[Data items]
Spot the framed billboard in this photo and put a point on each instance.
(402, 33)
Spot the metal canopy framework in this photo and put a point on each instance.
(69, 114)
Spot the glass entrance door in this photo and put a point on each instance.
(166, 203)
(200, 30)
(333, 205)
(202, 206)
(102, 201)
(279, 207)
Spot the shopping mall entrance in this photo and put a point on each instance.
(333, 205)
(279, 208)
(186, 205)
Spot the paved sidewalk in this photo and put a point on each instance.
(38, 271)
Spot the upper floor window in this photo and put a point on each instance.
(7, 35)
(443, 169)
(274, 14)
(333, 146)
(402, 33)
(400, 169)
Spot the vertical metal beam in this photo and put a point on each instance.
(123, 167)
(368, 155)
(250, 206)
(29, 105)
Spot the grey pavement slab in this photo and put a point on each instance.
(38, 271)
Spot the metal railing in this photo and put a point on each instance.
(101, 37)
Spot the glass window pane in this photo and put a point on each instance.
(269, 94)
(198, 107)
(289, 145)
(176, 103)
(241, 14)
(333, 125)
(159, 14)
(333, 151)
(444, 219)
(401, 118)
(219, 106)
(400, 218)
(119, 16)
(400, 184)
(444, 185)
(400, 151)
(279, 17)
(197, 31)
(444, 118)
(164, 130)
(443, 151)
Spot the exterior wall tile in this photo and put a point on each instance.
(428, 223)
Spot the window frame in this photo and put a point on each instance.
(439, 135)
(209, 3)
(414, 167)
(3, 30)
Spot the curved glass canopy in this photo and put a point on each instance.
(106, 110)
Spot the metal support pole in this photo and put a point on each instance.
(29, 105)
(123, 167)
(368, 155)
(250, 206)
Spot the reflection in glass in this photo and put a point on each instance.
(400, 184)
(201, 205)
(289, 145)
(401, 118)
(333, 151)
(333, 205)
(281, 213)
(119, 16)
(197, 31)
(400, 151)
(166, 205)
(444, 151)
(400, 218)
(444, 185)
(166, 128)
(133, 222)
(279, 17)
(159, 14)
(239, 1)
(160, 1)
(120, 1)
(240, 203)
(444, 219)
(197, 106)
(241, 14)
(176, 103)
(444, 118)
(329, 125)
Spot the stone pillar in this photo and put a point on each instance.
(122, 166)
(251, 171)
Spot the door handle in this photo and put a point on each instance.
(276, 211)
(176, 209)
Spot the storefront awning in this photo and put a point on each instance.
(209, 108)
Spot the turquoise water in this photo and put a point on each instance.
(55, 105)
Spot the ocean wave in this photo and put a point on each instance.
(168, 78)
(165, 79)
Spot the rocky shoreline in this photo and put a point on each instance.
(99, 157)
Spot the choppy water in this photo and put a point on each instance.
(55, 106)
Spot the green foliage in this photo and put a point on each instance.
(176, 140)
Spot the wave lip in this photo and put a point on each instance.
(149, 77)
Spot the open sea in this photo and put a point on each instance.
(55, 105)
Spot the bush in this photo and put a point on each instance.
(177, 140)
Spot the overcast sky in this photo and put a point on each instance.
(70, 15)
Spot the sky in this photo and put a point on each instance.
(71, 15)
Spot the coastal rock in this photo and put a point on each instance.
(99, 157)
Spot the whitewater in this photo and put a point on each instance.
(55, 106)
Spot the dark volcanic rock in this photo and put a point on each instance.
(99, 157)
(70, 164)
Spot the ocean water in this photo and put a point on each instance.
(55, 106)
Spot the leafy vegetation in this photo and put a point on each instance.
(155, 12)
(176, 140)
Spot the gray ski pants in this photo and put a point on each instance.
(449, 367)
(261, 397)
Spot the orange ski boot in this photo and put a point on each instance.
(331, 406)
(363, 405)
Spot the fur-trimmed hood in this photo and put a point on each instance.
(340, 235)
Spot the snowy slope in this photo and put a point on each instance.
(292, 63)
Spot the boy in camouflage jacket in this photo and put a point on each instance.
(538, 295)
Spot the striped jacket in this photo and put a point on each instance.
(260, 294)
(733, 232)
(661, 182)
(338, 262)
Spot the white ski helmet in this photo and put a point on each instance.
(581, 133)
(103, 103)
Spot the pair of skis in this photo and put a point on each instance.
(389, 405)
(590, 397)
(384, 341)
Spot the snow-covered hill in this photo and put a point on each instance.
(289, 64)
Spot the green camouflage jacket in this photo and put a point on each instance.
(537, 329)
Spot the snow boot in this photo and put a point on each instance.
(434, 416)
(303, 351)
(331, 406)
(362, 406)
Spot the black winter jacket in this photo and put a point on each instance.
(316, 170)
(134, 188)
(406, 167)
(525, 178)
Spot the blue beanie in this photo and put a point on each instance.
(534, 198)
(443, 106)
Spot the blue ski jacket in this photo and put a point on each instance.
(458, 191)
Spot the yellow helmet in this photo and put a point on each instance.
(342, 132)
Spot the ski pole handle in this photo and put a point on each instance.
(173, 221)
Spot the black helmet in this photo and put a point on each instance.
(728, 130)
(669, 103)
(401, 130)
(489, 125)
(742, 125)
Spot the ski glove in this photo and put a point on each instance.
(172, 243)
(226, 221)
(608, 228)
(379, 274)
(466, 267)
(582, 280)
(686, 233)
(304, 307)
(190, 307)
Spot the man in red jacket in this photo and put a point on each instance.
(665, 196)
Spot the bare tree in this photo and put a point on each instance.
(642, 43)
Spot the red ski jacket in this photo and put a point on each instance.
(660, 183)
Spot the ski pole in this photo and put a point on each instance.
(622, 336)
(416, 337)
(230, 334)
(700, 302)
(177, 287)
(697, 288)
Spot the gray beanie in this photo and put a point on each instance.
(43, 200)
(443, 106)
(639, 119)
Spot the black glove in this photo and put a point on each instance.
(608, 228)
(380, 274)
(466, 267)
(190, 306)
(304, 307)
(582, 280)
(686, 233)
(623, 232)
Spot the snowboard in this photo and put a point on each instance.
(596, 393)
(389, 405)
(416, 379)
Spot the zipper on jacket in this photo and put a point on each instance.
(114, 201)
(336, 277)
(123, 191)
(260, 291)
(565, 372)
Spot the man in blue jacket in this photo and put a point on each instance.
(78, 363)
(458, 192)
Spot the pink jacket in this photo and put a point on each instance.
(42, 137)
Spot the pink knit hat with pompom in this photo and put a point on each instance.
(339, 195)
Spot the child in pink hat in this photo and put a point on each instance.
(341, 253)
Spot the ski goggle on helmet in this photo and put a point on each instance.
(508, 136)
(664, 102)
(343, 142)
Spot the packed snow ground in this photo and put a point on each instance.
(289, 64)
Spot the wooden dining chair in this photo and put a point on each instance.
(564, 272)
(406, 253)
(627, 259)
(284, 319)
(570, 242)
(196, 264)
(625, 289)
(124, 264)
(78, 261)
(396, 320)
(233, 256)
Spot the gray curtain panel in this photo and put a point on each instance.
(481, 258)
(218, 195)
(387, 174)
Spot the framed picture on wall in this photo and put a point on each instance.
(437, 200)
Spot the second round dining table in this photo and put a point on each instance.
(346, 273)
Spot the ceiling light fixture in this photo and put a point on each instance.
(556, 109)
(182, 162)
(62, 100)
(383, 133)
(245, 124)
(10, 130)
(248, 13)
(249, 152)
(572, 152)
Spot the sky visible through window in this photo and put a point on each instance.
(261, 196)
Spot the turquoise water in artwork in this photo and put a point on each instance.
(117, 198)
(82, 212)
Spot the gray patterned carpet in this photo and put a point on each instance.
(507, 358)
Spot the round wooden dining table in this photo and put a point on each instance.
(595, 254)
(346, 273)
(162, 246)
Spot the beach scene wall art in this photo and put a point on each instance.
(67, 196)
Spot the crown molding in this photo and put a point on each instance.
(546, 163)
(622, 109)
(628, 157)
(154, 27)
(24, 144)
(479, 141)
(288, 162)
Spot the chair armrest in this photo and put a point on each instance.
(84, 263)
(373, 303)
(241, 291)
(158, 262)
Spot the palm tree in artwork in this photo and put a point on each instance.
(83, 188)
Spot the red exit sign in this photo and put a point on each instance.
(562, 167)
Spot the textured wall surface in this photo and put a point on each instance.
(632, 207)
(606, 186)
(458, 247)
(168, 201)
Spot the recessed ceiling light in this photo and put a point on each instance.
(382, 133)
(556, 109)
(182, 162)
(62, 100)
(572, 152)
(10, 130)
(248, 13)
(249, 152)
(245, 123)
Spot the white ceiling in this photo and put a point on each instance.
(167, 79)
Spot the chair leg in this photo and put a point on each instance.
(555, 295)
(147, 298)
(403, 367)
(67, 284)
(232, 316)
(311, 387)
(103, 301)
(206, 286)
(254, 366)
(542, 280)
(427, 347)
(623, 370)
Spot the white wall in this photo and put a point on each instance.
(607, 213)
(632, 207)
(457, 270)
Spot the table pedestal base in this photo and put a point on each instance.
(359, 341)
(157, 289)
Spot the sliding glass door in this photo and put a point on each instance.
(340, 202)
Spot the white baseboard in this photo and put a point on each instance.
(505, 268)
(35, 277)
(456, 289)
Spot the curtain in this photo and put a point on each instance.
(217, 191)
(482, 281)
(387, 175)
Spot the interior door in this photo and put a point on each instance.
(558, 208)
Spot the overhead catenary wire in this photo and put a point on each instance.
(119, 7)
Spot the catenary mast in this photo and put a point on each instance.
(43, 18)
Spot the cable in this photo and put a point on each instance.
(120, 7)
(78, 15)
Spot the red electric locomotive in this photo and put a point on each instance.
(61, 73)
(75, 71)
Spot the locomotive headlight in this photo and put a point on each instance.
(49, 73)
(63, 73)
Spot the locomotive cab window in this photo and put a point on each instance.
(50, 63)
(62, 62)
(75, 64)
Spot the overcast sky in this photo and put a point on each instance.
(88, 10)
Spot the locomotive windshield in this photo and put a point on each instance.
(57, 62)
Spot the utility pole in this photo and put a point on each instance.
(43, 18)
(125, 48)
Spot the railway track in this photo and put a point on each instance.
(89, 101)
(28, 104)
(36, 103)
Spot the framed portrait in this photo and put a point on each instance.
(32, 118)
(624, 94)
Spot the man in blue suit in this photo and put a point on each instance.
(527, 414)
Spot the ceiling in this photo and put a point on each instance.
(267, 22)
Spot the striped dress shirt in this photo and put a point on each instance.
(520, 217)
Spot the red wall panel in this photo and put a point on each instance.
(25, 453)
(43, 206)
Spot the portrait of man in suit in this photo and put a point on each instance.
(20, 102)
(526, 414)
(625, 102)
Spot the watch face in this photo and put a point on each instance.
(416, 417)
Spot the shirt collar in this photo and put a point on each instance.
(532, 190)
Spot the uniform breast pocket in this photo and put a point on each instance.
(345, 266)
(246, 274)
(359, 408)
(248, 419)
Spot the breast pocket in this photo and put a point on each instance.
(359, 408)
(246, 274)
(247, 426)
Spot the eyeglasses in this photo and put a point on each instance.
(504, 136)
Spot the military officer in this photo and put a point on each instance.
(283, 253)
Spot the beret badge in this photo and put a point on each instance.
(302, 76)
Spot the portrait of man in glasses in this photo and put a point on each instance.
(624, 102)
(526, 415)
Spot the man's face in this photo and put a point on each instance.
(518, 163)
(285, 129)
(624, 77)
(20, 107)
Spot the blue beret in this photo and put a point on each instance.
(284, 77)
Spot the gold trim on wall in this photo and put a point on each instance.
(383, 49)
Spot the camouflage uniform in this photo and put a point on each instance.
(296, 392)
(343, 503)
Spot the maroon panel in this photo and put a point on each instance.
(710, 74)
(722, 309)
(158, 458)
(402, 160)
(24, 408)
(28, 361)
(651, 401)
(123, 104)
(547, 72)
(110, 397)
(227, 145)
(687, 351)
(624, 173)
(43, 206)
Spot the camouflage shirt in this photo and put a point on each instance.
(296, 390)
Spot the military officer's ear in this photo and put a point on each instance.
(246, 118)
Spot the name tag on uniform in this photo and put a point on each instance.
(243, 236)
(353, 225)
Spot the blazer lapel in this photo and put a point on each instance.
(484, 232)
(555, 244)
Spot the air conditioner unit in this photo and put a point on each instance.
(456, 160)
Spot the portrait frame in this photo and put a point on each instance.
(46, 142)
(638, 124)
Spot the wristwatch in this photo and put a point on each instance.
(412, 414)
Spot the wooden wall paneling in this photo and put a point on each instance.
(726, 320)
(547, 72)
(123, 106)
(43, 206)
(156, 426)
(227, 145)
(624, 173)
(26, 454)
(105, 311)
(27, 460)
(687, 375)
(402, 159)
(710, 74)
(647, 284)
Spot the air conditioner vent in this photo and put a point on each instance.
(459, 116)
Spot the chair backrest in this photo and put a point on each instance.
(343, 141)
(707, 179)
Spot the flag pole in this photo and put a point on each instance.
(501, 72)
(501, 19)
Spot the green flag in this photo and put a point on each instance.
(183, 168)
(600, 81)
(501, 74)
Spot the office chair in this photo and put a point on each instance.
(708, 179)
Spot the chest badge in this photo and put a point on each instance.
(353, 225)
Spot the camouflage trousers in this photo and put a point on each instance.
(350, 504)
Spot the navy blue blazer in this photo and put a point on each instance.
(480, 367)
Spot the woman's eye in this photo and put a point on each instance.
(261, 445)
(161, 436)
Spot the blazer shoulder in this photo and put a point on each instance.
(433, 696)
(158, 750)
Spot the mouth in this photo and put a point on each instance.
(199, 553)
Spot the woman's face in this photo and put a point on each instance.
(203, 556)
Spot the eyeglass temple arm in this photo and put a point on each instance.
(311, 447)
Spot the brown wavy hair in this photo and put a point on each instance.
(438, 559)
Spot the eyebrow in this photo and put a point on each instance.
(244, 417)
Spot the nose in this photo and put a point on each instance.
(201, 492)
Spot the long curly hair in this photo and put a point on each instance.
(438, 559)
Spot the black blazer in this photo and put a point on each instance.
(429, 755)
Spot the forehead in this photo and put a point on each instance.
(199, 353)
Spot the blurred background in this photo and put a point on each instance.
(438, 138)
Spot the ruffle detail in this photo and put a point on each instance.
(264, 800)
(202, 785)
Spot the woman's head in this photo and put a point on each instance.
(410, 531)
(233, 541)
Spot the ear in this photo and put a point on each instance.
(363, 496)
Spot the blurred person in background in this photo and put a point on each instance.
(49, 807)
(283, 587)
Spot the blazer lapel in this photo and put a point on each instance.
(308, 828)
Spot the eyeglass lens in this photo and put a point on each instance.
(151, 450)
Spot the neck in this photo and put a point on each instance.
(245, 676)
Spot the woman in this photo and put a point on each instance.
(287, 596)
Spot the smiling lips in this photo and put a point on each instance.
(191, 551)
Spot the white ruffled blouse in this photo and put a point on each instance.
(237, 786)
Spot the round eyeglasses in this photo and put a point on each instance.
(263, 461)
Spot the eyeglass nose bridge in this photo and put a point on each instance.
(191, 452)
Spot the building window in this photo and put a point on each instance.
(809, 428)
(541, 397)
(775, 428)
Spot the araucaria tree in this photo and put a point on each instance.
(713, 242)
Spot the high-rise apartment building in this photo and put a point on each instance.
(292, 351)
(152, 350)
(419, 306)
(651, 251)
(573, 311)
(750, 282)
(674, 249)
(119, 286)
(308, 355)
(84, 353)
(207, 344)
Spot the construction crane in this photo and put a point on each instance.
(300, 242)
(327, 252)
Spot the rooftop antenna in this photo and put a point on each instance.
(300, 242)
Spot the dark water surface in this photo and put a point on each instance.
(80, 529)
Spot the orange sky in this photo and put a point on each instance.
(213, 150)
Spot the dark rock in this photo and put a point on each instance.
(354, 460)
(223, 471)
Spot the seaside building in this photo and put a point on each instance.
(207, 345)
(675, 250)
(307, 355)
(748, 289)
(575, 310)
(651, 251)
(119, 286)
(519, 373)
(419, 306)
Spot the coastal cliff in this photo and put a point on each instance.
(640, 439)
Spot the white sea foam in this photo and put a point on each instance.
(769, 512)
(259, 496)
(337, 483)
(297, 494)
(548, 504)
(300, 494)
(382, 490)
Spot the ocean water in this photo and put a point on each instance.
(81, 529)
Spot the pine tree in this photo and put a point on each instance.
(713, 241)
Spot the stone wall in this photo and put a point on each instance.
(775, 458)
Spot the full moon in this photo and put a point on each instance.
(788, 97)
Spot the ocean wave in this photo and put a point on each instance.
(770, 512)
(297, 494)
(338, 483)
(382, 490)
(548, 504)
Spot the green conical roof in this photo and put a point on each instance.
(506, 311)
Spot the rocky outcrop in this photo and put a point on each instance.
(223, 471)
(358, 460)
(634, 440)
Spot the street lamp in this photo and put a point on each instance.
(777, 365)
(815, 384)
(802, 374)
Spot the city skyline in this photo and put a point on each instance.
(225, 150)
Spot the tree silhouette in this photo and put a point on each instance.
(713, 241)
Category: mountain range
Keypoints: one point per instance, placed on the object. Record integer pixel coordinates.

■ **Written instruction**
Reproduce the lines word for word, starting at the one holding "Spot the pine" and ending at the final line of the material above.

■ **Task solution**
Spot the pine tree in this photo and put a point on each instance.
(713, 241)
Spot the stone wall in this photo and put a point on each instance.
(775, 458)
Spot the full moon in this photo and put a point on each instance.
(788, 97)
Spot the ocean wave in this photo and put a point on each instance.
(770, 512)
(297, 494)
(338, 483)
(382, 490)
(548, 504)
Spot the green conical roof in this photo and put a point on each instance.
(506, 311)
Spot the rocky outcrop in this photo and put a point on each instance.
(223, 471)
(358, 460)
(634, 440)
Spot the street lamp in this photo and put a point on each instance.
(777, 365)
(815, 384)
(802, 374)
Spot the city skyline in this photo and put a point on each instance.
(225, 150)
Spot the tree silhouette in this photo and put a point on each instance.
(713, 241)
Category: mountain range
Keypoints: one point per instance, placed on the object. Record integer pixel coordinates.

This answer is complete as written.